Exercise goal | Please copy the records below word for word, from the line containing "firefighter and report the pixel coordinates." through the line containing "(1283, 587)", with both of those lines included and nothing else.

Information given |
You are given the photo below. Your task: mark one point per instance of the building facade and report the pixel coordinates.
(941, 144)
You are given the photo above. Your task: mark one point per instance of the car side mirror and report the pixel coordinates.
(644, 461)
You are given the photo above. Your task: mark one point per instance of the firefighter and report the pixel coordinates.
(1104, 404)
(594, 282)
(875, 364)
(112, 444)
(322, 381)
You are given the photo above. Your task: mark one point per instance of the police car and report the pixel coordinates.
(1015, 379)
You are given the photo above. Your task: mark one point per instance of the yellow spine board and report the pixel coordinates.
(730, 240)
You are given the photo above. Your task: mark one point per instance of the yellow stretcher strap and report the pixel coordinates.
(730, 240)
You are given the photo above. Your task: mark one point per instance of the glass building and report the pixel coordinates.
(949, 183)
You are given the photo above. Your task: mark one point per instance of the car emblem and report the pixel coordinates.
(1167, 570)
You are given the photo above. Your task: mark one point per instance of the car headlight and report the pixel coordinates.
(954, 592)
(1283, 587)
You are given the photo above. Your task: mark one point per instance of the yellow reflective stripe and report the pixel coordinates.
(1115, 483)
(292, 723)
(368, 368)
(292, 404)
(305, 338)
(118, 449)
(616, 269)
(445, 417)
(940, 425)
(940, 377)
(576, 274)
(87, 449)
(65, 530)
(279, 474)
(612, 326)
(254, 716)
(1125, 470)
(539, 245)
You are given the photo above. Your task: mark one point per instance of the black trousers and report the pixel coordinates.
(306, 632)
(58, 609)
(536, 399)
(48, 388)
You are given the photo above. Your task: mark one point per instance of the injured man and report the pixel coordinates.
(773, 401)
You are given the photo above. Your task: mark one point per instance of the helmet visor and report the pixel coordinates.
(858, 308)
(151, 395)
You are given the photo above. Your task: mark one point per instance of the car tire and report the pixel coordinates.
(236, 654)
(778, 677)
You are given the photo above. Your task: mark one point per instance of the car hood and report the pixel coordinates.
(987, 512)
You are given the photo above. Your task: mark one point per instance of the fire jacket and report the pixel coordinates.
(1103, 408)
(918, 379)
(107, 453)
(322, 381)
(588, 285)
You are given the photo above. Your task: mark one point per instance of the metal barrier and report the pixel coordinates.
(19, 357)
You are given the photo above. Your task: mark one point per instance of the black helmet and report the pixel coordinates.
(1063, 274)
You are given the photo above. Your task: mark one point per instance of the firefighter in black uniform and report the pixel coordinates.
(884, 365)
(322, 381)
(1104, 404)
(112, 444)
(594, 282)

Exercise result |
You are given the photo above. Your task: mark one point per instance of the firefighter and report the pixel coordinates.
(1104, 404)
(594, 282)
(875, 364)
(112, 444)
(322, 381)
You are given the photo above. Your task: mark one point per instance of the police car and report the pixel coordinates.
(1015, 379)
You are given the photo above. Your task: mark one point per instance of the yellow spine board and report the pixel coordinates.
(730, 240)
You are given the photo above. Your task: mark one point per instance of the yellow stretcher strap and report the pixel coordinates.
(730, 240)
You are given the photo above. Your task: mark one point per instance of the glass building and report the pixel coordinates.
(949, 183)
You are given the photo above. Your task: mark one point per instance of the car emblem and report the pixel coordinates.
(1167, 570)
You are given the photo above. Your task: mark one point per instance of the car headlight and report the pixel coordinates.
(954, 592)
(1283, 587)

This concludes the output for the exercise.